━━━ Material for the task ━━━

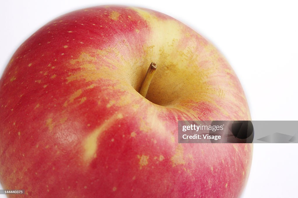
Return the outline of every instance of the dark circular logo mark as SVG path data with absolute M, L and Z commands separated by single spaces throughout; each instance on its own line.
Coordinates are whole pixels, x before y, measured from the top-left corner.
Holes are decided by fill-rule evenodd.
M 231 129 L 233 134 L 239 139 L 246 139 L 254 132 L 254 127 L 250 121 L 234 121 Z

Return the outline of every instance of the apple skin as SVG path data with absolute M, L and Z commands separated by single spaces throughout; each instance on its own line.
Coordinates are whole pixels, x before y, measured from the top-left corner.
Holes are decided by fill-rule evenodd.
M 178 120 L 250 113 L 216 49 L 152 10 L 98 7 L 46 24 L 7 66 L 0 108 L 0 181 L 28 197 L 235 197 L 249 174 L 252 144 L 178 143 Z

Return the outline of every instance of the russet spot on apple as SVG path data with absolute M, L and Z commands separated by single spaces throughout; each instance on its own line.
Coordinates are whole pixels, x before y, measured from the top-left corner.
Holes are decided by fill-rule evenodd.
M 0 181 L 28 197 L 236 197 L 249 175 L 251 144 L 178 143 L 179 120 L 249 111 L 218 50 L 152 10 L 100 6 L 47 24 L 11 58 L 0 108 Z

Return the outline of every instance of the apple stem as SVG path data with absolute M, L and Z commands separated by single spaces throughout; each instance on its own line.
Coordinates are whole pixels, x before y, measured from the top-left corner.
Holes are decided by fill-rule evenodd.
M 144 98 L 146 97 L 147 92 L 148 91 L 149 86 L 151 83 L 151 80 L 153 77 L 154 73 L 156 69 L 156 64 L 152 62 L 149 66 L 149 68 L 147 70 L 147 73 L 144 78 L 144 80 L 142 83 L 142 86 L 139 93 Z

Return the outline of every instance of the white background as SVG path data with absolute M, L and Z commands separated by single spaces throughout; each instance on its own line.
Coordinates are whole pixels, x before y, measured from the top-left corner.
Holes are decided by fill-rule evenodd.
M 0 75 L 26 39 L 60 15 L 100 5 L 143 7 L 178 19 L 214 44 L 237 74 L 253 120 L 297 120 L 297 3 L 286 1 L 5 1 L 0 7 Z M 298 197 L 298 144 L 255 144 L 254 147 L 251 174 L 241 197 Z

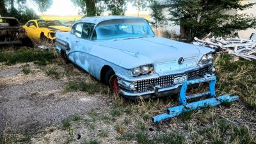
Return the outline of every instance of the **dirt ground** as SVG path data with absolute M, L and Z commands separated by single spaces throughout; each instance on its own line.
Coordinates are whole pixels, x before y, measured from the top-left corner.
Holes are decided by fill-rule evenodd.
M 21 64 L 0 67 L 0 132 L 33 133 L 106 104 L 99 96 L 85 92 L 63 94 L 67 79 L 47 77 L 33 63 L 29 65 L 34 72 L 28 75 L 21 72 Z
M 22 72 L 25 65 L 32 72 Z M 151 116 L 178 105 L 177 100 L 135 103 L 102 93 L 65 92 L 68 81 L 79 77 L 99 83 L 77 67 L 60 78 L 45 72 L 54 65 L 60 74 L 71 63 L 0 65 L 0 132 L 18 134 L 18 143 L 255 143 L 256 113 L 241 100 L 230 108 L 205 109 L 154 124 Z

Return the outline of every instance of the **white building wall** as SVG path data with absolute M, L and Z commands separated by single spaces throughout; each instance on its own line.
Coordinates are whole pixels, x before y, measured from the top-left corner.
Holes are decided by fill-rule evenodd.
M 249 2 L 248 1 L 243 1 L 241 2 L 242 4 L 246 4 L 247 3 L 253 3 Z M 253 2 L 255 3 L 255 2 Z M 256 4 L 253 6 L 251 8 L 248 8 L 244 11 L 238 10 L 238 14 L 246 13 L 250 16 L 256 17 Z M 252 33 L 256 33 L 256 29 L 249 28 L 245 31 L 238 31 L 238 35 L 241 38 L 249 39 Z
M 168 8 L 163 8 L 163 13 L 166 19 L 169 19 L 171 15 L 169 14 Z M 167 20 L 166 23 L 162 28 L 163 31 L 168 31 L 180 35 L 180 26 L 177 26 L 170 20 Z

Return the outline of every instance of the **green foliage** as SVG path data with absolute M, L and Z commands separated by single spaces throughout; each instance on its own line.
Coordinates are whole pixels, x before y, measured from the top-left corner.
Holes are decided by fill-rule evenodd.
M 230 93 L 239 96 L 252 109 L 256 109 L 256 61 L 240 60 L 232 61 L 232 57 L 227 54 L 218 56 L 214 60 L 216 76 L 216 93 L 218 95 Z M 236 87 L 236 89 L 232 88 Z
M 25 65 L 22 67 L 21 70 L 25 74 L 28 74 L 32 72 L 31 68 L 29 67 L 29 65 Z
M 83 144 L 100 144 L 100 141 L 98 140 L 89 140 L 84 141 L 82 143 Z
M 254 4 L 243 4 L 240 0 L 169 1 L 170 20 L 181 26 L 182 34 L 192 40 L 194 36 L 204 36 L 209 32 L 218 36 L 232 34 L 237 30 L 255 28 L 256 19 L 245 14 L 236 13 L 234 10 L 244 10 Z
M 116 139 L 118 140 L 125 140 L 125 141 L 131 141 L 134 137 L 134 134 L 133 133 L 128 132 L 124 133 L 121 136 L 118 136 L 116 137 Z
M 8 65 L 32 61 L 36 61 L 40 65 L 46 65 L 54 59 L 55 56 L 52 51 L 22 49 L 14 51 L 0 52 L 0 62 L 6 62 Z
M 64 120 L 62 121 L 62 127 L 66 129 L 71 127 L 71 122 L 69 120 Z
M 31 19 L 38 19 L 39 16 L 35 11 L 28 7 L 26 1 L 20 0 L 5 0 L 1 1 L 1 8 L 4 8 L 0 10 L 1 16 L 13 17 L 17 18 L 22 24 L 24 24 Z M 44 12 L 52 4 L 52 0 L 33 0 L 38 8 L 39 11 Z
M 124 111 L 120 108 L 115 108 L 110 111 L 110 113 L 113 117 L 116 117 L 123 115 Z
M 143 131 L 145 131 L 147 129 L 146 125 L 145 125 L 144 123 L 143 123 L 141 122 L 137 122 L 135 127 L 137 129 L 140 129 L 140 130 L 141 130 Z
M 64 88 L 64 92 L 82 91 L 89 94 L 100 92 L 99 84 L 97 83 L 86 83 L 85 81 L 79 82 L 70 81 Z
M 120 124 L 116 124 L 114 125 L 115 129 L 120 134 L 122 134 L 124 132 L 125 128 Z
M 101 15 L 106 8 L 104 0 L 71 0 L 77 6 L 81 9 L 84 17 Z
M 148 8 L 148 4 L 152 0 L 127 0 L 131 3 L 132 6 L 136 7 L 138 10 L 138 16 L 140 16 L 140 11 L 145 10 Z
M 182 144 L 185 143 L 185 138 L 179 134 L 163 134 L 156 136 L 153 140 L 154 143 Z
M 78 121 L 81 120 L 81 116 L 79 115 L 76 115 L 74 116 L 73 120 Z
M 179 118 L 182 121 L 190 120 L 192 118 L 194 113 L 195 111 L 184 111 L 179 116 Z
M 153 21 L 150 22 L 152 26 L 156 28 L 163 26 L 166 22 L 166 19 L 163 13 L 162 7 L 159 3 L 154 0 L 152 2 L 149 7 L 151 10 L 150 15 L 153 19 Z
M 149 140 L 148 136 L 143 132 L 139 132 L 136 134 L 136 138 L 138 143 L 140 144 L 148 144 Z
M 105 131 L 102 131 L 100 132 L 99 132 L 98 136 L 102 138 L 108 137 L 108 132 Z
M 126 10 L 126 0 L 105 0 L 108 10 L 111 12 L 109 15 L 124 15 Z

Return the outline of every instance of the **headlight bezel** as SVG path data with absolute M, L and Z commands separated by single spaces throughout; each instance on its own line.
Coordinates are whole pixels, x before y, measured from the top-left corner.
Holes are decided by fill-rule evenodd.
M 209 52 L 204 54 L 200 61 L 198 61 L 199 64 L 208 64 L 210 62 L 212 62 L 213 60 L 213 56 L 214 53 L 213 52 Z
M 143 72 L 143 70 L 146 68 L 147 68 L 148 70 Z M 138 70 L 140 70 L 140 72 Z M 150 73 L 153 72 L 153 70 L 154 70 L 154 67 L 153 65 L 152 64 L 142 65 L 138 67 L 134 68 L 131 70 L 133 76 L 138 76 L 140 75 L 148 74 Z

━━━

*Your goal*. Reproduce the rows between the lines holding "Return the outline of every instance of the **green" and "M 31 19 L 38", inclusive, keeping the request lines unchanged. Scale every coordinate in the outlines by 1.2 and round it to a whole number, with halves rounding up.

*Solution to this task*.
Return the outline of every instance of the **green foliage** as SVG path data with absolute M, L and Z commands separated by single spaces throughout; each instance on its own line.
Coordinates are whole pixels, x before y, measured from the top-left corner.
Holes are decided by fill-rule evenodd.
M 276 112 L 287 115 L 302 131 L 307 131 L 307 73 L 288 72 L 278 73 L 278 68 L 272 65 L 262 67 L 257 72 L 259 91 L 259 112 L 262 114 Z M 283 104 L 283 107 L 278 106 Z
M 30 78 L 26 80 L 25 84 L 30 89 L 34 89 L 38 86 L 37 82 L 35 80 L 35 78 Z
M 100 173 L 120 173 L 120 169 L 118 168 L 107 168 L 101 169 L 98 172 Z
M 305 5 L 292 5 L 288 0 L 203 1 L 204 24 L 217 31 L 218 41 L 230 48 L 233 43 L 245 43 L 251 38 L 262 43 L 278 41 L 284 36 L 306 34 L 307 23 L 294 17 L 283 16 L 281 12 L 293 12 Z
M 139 167 L 142 168 L 150 168 L 150 169 L 157 169 L 161 164 L 161 161 L 160 160 L 154 158 L 149 160 L 145 163 L 142 163 L 139 164 Z
M 10 78 L 38 73 L 43 73 L 48 78 L 55 78 L 65 71 L 66 67 L 62 61 L 26 59 L 17 61 L 0 62 L 0 74 L 7 74 Z
M 77 144 L 74 145 L 74 152 L 79 155 L 85 152 L 85 146 L 83 144 Z
M 37 23 L 46 23 L 47 19 L 42 13 L 34 8 L 31 1 L 24 0 L 6 0 L 1 1 L 1 10 L 5 10 L 0 12 L 1 19 L 16 20 L 20 22 L 26 29 L 29 29 Z M 53 14 L 62 5 L 62 0 L 40 0 L 46 10 L 47 13 Z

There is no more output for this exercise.